WRITTEN EXERCISE A = In the passage on farmland protections, swap "Bill 97" for "the bill" and write out the part from "GUELPH — The National" to "vibrant rural communities.".

EXCERPT PROVIDED =
------------
GUELPH — The National Farmers Union – Ontario (NFU-O), Ontario Federation of Agriculture (OFA), and the Christian Farmers Federation of Ontario (CFFO), along with numerous commodity and agricultural organizations are united in their opposition to Bill 97 and the Proposed Provincial Planning Statement.

Together, they are urging farmers to tell their MPPs and Minister Clark that they oppose Bill 97 and the Proposed Provincial Planning Statement, and that the government should abandon its proposal to allow for the severing of farmland parcels, in recognition of the current and future value of agriculture to the province’s economy, to our long-term food security, and long-term vibrant rural communities.

The Ontario government’s newly introduced Bill 97 and Proposed Provincial Planning Statement will weaken farmland protections by allowing up to three lot severances per farm parcel in prime agricultural areas province-wide for residential, non-farm uses in addition to weakening important protections for specialty crop areas.

“This legislation will have impact on all Ontario farmers now and in the future. It will fragment and permanently remove farmland from productive agricultural use, and limit farm business growth,” states Peggy Brekveld, President of the Ontario Federation of Agriculture. “Ontario’s productive farmland is a scarce resource, making up less than five per cent of all the land in the province. Agricultural production is the most valued and best use of this land.”
------------
LISTED ENTRIES =
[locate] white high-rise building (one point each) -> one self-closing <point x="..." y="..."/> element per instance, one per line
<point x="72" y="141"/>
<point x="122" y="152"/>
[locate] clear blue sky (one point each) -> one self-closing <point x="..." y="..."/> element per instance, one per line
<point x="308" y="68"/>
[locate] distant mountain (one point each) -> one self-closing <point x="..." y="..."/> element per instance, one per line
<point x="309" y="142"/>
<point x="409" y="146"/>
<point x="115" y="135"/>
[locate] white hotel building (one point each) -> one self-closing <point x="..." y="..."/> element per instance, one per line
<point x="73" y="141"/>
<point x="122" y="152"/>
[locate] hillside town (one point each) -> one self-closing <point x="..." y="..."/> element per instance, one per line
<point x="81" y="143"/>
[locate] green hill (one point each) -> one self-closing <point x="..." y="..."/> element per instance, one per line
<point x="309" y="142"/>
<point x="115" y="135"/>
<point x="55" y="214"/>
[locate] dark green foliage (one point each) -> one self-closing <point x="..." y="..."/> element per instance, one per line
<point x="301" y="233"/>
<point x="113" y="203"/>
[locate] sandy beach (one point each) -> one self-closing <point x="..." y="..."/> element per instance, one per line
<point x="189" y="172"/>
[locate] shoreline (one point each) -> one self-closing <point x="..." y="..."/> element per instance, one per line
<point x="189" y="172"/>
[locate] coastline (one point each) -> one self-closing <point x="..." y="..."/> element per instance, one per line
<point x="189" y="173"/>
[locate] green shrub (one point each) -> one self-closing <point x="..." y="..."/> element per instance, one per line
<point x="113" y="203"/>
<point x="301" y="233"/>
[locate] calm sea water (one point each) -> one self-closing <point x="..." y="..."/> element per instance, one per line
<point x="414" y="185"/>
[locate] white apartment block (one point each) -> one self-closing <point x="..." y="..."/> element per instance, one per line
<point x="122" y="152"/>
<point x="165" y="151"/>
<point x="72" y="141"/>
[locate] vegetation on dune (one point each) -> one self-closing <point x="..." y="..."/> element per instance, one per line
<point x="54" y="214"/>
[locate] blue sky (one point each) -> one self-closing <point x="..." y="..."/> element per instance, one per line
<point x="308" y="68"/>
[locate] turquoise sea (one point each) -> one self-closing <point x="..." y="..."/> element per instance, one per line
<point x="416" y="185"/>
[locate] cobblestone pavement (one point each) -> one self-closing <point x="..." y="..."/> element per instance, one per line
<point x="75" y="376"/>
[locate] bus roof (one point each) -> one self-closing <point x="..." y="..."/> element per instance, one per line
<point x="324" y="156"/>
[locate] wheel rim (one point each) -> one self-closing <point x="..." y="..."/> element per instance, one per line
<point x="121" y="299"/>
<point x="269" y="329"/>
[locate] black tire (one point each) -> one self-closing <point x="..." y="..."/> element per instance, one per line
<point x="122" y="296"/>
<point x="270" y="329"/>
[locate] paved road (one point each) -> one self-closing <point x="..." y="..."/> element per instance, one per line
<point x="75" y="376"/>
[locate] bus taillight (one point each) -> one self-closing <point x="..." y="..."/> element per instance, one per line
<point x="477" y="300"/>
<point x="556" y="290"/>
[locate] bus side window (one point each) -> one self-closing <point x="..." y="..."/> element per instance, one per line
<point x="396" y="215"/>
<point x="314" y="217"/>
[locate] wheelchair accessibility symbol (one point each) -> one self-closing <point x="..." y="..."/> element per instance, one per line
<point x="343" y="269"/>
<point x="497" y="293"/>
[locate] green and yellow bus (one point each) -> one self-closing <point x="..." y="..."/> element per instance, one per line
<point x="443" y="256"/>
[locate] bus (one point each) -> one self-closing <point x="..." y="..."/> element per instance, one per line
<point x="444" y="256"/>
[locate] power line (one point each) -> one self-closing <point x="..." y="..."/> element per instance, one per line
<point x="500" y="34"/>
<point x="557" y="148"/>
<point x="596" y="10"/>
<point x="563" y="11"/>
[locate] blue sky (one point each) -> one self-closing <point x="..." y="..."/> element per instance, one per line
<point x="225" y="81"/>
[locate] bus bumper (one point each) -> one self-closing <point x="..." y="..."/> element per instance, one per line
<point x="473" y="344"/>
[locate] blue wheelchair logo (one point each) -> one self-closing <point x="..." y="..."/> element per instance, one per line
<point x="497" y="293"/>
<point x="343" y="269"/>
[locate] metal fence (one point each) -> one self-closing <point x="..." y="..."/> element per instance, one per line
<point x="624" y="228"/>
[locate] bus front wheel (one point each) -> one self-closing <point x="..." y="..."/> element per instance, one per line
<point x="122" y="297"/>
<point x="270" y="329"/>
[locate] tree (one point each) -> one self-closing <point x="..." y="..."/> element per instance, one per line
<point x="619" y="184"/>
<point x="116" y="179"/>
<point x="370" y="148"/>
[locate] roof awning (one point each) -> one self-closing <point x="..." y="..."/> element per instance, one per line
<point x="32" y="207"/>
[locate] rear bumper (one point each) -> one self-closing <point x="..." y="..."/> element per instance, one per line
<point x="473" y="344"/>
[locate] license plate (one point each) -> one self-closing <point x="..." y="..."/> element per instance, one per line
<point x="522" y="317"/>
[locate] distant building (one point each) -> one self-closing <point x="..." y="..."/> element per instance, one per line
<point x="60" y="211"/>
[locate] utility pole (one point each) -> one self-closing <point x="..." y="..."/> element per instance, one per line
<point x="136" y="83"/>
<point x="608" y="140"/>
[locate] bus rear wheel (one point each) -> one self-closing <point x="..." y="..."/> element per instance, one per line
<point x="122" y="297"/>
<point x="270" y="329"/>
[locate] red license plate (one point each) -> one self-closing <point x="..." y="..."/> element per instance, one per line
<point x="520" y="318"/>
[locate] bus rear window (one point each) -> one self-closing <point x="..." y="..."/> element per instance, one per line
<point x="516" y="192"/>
------------
WRITTEN EXERCISE B = Copy the entries exactly as they appear, from the line with "[locate] bus rear wheel" to the last line of the entries.

TASK OUTPUT A =
GUELPH — The National Farmers Union – Ontario (NFU-O), Ontario Federation of Agriculture (OFA), and the Christian Farmers Federation of Ontario (CFFO), along with numerous commodity and agricultural organizations are united in their opposition to the bill and the Proposed Provincial Planning Statement.

Together, they are urging farmers to tell their MPPs and Minister Clark that they oppose the bill and the Proposed Provincial Planning Statement, and that the government should abandon its proposal to allow for the severing of farmland parcels, in recognition of the current and future value of agriculture to the province’s economy, to our long-term food security, and long-term vibrant rural communities.

TASK OUTPUT B =
[locate] bus rear wheel (one point each) -> one self-closing <point x="..." y="..."/> element per instance, one per line
<point x="122" y="297"/>
<point x="270" y="329"/>
[locate] red license plate (one point each) -> one self-closing <point x="..." y="..."/> element per instance, one per line
<point x="520" y="318"/>
[locate] bus rear window (one point each) -> one self-closing <point x="..." y="..."/> element per instance, one per line
<point x="516" y="192"/>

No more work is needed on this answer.